• [LISTED RECORDS]:
▬▬▬▬▬▬▬▬▬▬

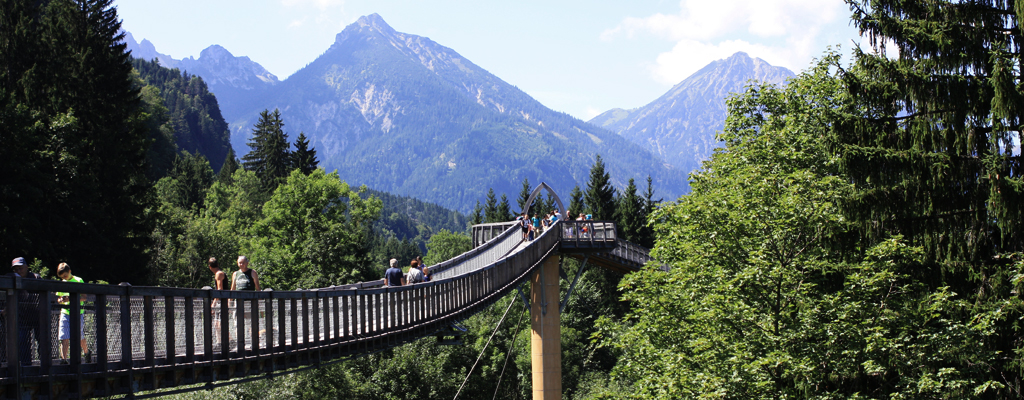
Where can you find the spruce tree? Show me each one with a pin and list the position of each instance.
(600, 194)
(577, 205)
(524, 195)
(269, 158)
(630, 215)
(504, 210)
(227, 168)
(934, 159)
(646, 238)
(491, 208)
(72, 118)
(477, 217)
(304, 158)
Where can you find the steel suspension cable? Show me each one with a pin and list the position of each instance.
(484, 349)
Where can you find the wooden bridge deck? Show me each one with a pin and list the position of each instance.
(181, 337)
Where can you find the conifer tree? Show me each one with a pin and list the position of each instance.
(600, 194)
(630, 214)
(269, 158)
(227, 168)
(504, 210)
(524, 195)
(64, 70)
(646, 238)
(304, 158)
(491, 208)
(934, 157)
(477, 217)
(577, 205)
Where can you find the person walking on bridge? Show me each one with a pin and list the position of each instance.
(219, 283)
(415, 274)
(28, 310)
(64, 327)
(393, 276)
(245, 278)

▬▬▬▬▬▬▬▬▬▬

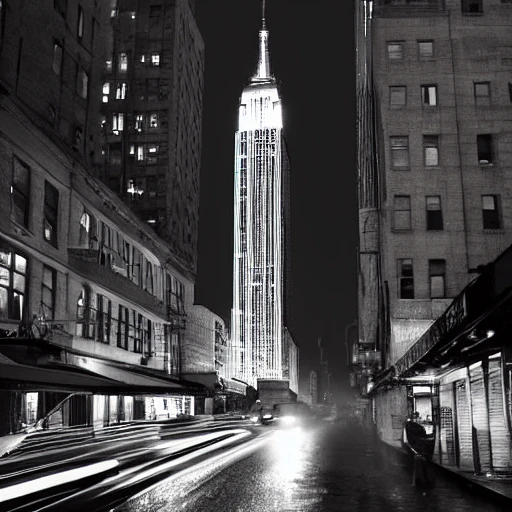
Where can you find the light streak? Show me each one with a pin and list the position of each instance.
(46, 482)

▬▬▬▬▬▬▬▬▬▬

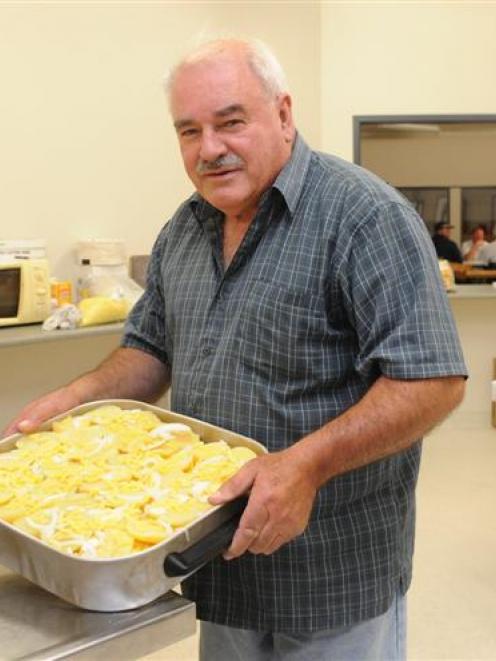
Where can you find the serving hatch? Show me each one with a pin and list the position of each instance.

▬▬▬▬▬▬▬▬▬▬

• [WHAT NEEDS TO BE DONE]: Report every line of the rows above that contains the word "tree". Case counts.

• [EXERCISE RESULT]:
Where can you find the spruce tree? Show me each one with a pin and list the position of each instance.
Where can you find the conifer tree? Show me each one with a pin and list the position of each instance.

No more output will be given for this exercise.